-- TASK BRIEF --
Count the lines below that contain the word "leafy". Reply with the number alone.
________________
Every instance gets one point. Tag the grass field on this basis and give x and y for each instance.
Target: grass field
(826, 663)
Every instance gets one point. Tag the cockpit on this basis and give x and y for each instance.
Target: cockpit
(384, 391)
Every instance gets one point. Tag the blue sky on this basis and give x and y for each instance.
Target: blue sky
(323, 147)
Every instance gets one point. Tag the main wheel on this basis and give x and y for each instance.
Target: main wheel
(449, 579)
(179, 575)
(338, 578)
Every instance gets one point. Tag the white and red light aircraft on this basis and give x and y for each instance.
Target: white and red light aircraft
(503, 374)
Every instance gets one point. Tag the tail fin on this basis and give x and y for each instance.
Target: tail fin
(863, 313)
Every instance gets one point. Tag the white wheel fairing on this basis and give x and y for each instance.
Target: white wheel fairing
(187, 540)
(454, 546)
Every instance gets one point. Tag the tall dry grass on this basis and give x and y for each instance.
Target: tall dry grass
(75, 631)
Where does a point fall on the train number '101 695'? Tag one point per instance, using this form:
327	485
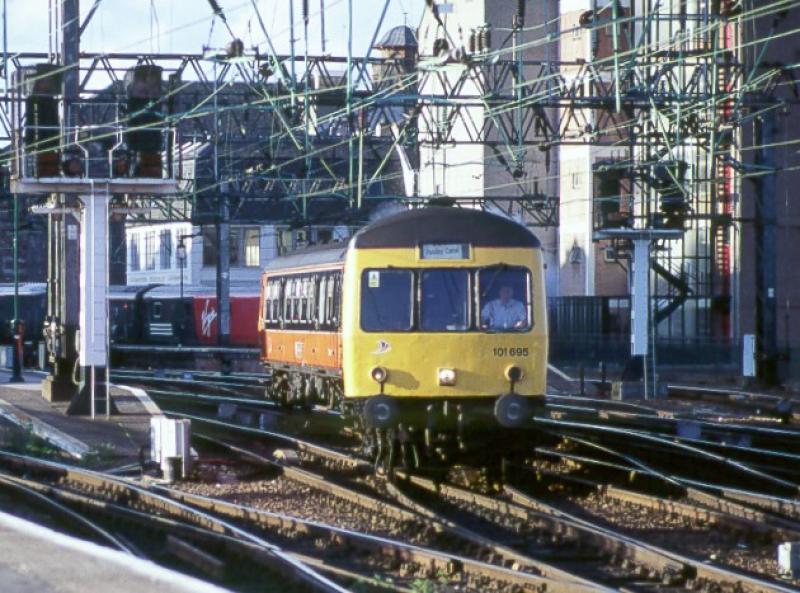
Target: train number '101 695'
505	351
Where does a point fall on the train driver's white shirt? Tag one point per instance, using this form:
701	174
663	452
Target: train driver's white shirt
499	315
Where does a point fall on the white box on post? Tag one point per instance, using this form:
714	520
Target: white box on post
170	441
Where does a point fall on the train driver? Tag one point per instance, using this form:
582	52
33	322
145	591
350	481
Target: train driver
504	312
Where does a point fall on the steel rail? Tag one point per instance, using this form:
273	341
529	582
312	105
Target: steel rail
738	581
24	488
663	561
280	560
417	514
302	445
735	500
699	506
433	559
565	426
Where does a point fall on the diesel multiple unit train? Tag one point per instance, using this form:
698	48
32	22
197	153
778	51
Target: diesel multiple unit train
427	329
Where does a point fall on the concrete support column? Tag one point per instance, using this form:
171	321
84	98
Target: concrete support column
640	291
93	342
________________
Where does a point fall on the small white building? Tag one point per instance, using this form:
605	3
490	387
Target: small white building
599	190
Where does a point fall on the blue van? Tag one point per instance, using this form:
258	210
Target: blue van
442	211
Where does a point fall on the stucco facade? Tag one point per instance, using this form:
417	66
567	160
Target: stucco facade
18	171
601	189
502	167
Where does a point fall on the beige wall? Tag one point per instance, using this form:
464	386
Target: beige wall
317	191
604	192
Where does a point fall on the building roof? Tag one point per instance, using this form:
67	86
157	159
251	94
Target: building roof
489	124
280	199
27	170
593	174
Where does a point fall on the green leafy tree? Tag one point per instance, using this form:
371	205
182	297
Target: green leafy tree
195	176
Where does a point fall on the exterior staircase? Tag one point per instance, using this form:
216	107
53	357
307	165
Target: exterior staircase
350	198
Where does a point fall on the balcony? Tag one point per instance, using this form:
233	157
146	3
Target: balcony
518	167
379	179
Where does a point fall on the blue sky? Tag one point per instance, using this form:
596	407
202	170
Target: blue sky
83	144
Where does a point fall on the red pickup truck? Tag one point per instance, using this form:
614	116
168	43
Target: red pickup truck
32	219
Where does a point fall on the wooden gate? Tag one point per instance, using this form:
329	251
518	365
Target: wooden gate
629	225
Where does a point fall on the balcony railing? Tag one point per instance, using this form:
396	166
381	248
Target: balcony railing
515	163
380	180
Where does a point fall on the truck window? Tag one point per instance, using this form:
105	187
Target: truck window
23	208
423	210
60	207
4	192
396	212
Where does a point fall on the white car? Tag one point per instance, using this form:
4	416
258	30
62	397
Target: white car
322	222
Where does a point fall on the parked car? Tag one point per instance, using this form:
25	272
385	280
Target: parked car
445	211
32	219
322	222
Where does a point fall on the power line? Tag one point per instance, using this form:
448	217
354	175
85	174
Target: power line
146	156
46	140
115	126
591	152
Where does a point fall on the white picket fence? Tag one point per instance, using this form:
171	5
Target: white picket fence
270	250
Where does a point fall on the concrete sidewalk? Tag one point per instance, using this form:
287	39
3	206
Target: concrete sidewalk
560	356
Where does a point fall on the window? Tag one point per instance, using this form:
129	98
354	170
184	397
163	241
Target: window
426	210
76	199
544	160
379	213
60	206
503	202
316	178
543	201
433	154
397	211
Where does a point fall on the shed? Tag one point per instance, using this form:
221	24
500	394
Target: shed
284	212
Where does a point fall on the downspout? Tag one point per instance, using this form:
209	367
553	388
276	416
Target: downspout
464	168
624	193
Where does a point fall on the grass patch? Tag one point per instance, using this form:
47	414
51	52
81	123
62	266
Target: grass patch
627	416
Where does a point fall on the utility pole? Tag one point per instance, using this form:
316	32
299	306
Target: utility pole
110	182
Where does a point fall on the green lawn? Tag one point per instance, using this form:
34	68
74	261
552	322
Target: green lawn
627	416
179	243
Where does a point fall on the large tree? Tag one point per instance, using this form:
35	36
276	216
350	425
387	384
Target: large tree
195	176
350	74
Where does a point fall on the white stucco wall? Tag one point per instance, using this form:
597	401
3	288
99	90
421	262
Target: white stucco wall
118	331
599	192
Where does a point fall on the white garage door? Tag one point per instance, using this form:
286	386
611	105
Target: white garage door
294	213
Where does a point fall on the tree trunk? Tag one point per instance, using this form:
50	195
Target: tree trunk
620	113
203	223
________________
-- WORKED SOLUTION --
2